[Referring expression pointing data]
^^^^

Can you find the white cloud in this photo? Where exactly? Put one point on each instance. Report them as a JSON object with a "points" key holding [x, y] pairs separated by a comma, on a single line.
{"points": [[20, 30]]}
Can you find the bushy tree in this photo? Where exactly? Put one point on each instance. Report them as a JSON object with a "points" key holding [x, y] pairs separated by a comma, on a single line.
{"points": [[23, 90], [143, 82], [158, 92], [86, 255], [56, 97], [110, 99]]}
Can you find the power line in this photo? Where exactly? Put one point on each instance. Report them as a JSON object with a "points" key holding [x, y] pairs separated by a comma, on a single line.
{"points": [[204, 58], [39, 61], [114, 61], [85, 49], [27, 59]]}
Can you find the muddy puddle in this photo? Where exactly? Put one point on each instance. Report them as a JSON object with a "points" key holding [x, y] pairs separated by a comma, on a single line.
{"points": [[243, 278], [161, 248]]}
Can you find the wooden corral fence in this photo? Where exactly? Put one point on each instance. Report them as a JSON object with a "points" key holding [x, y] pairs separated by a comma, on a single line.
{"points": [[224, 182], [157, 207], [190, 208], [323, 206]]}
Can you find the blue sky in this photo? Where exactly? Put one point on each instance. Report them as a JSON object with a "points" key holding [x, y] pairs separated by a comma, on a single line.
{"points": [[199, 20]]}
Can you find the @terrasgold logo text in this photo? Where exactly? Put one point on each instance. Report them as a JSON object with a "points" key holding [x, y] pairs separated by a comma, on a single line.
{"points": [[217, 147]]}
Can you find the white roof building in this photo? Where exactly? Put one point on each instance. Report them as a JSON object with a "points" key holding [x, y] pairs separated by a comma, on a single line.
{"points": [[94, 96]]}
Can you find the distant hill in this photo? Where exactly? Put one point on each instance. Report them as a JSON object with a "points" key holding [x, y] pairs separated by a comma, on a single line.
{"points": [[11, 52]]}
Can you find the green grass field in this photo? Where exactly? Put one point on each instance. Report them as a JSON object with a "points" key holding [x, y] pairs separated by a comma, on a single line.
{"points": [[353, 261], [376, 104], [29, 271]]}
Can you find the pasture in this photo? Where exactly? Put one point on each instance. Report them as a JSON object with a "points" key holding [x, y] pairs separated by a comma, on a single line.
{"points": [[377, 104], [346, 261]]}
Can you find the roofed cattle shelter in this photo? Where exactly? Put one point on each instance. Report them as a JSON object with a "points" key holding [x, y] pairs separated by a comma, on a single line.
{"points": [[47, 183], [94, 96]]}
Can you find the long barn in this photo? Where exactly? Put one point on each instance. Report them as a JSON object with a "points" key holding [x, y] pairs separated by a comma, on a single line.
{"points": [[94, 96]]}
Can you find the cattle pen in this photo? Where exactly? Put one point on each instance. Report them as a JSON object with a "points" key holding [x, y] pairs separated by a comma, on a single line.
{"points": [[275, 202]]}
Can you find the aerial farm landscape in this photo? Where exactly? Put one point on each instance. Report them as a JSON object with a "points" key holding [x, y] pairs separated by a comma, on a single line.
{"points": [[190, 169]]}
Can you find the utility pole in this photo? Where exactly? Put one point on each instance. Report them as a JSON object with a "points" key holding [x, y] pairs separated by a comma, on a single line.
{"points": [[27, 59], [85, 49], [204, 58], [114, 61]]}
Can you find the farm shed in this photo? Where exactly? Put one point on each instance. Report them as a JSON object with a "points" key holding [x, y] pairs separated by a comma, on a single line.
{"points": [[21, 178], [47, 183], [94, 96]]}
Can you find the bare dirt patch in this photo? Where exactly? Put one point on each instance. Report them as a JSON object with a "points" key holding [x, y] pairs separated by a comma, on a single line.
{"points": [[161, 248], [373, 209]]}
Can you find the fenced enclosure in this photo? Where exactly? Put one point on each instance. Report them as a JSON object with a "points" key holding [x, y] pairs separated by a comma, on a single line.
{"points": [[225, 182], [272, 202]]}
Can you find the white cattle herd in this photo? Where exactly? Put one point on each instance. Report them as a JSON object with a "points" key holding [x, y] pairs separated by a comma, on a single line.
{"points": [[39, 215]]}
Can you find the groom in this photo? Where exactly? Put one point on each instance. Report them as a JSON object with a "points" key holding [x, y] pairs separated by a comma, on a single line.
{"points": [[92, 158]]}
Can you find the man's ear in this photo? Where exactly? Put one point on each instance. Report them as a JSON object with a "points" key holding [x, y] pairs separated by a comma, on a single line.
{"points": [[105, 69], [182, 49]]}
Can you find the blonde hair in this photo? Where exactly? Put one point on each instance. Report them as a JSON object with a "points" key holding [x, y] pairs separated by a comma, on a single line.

^^^^

> _PROMPT_
Write the records out again. Each one must match exactly.

> _WRITTEN ANSWER_
Can you find the white cloud in this photo? Where exactly? Put one point on each instance. Report them as a JSON object with a "points" key holding [x, y] pairs separated by a comma, on a single line.
{"points": [[20, 30]]}
Can you find the bushy tree in this photo? Where exactly? Put one point on each instance. Report them as a JSON object with a "points" key holding [x, y] pairs separated by a comma, on a single line.
{"points": [[23, 90], [143, 82], [158, 92], [86, 255], [56, 97], [110, 99]]}
Can you find the power line in this photo? Where exactly? Put one point on each instance. Report them as a JSON object with a "points" key holding [x, y] pairs separated by a comma, on a single line.
{"points": [[204, 58], [39, 61], [114, 61], [85, 49], [27, 59]]}
Can you find the muddy puddle in this photo? Where exactly? Put one point on each instance. Report them as a JSON object with a "points" key holding [x, y] pairs separated by a comma, on a single line.
{"points": [[243, 278], [161, 248]]}
Can you find the wooden corral fence in this photo? Where exactly? Put one point on each instance. Report them as a JSON object with a "points" key holding [x, y] pairs separated by a comma, on a single line.
{"points": [[224, 182], [157, 207], [190, 208], [323, 206]]}
Can you find the blue sky in this photo? Where exactly? Put one point on each instance. Report them as a JSON object with a "points" key holding [x, y] pairs separated by a comma, on a single line.
{"points": [[199, 20]]}
Can you find the @terrasgold logo text in this photo? Where exactly? Put one point on each instance. Report them as a JSON object with a "points" key holding [x, y] pairs separated by a comma, on a single line.
{"points": [[217, 147]]}
Can you find the white roof building in this photo? Where exactly? Put one point on each instance. Report them as a JSON object with a "points" key holding [x, y] pairs separated by a comma, on a single line.
{"points": [[94, 96]]}
Can you find the distant hill in this photo? Where exactly? Put one point on each instance. Report them as a JSON object with a "points" key holding [x, y] pairs separated by a comma, on a single line.
{"points": [[11, 52]]}
Can you find the green grass field in this photo? Where exactly? Put one point on each instance. Report them as a JSON object with a "points" key holding [x, y] pairs separated by a comma, on a single line.
{"points": [[353, 261], [376, 104], [29, 271]]}
Can you find the pasture in this photo? Where exactly? Put one point on each instance. Report them as a JSON object with a "points" key holding [x, y] pairs separated by a comma, on a single line.
{"points": [[377, 104], [346, 261]]}
Can you find the roofed cattle shelter in this photo? Where exactly? Put one point on each instance. Report them as a JSON object with a "points" key holding [x, y] pairs separated by a comma, on a single line.
{"points": [[47, 183], [94, 96]]}
Can you find the long barn in this photo? Where exactly? Put one point on each instance. Report them as a JSON object with a "points" key holding [x, y] pairs separated by a comma, on a single line.
{"points": [[94, 96]]}
Can you find the cattle pen in this photo? Where exactly? Put one point on each instance. Report them as a JSON object with a "points" key holding [x, y] pairs separated by a comma, on a single line.
{"points": [[275, 202]]}
Can you find the aerial farm landscape in this photo? Where exactly? Put one point on each instance. Report them as a JSON object with a "points" key holding [x, y] pairs separated by a comma, on a single line.
{"points": [[190, 169]]}
Can you find the utility pole in this photo? Where exactly? Put one point on each instance. Report them as a JSON object with a "points" key holding [x, y] pairs separated by a comma, on a single line.
{"points": [[27, 59], [85, 49], [204, 58], [114, 61]]}
Can you find the farm shed in this photo? Where exactly? Put one point on each instance. Report them as a JSON object with a "points" key holding [x, y] pairs separated by a comma, on a single line.
{"points": [[21, 178], [47, 183], [94, 96]]}
Can you find the bare dirt patch in this photo? Where exactly? Put one point on each instance. Report them as a JSON object with a "points" key holding [x, y] pairs separated by a comma, on a single line.
{"points": [[161, 248], [373, 209]]}
Can you find the fenced enclosure in this photo? Where exactly? Put one point on each instance. Report them as a JSON object with a "points" key holding [x, y] pairs separated by a comma, on a single line.
{"points": [[225, 182], [272, 202]]}
Can you find the white cattle herd in this photo? Where exactly? Put one point on each instance. Report them as a JSON object with a "points" key holding [x, y] pairs separated by a comma, on a single line.
{"points": [[39, 215]]}
Can you find the groom in this photo? Where exactly? Put one point on each instance. Report them as a JSON object with a "points" key holding [x, y] pairs separated by a comma, on a single line.
{"points": [[92, 158]]}
Can you find the man's ear in this photo? Where exactly? Put one point on each instance. Report them as a JSON object with a "points" key holding [x, y] pairs separated by a comma, on a single line.
{"points": [[105, 69], [182, 49]]}
Can you find the blonde hair in this photo? Where exactly? Put one point on each instance. Report them as a JSON object with a "points" key holding [x, y] pairs separated by a comma, on a single line.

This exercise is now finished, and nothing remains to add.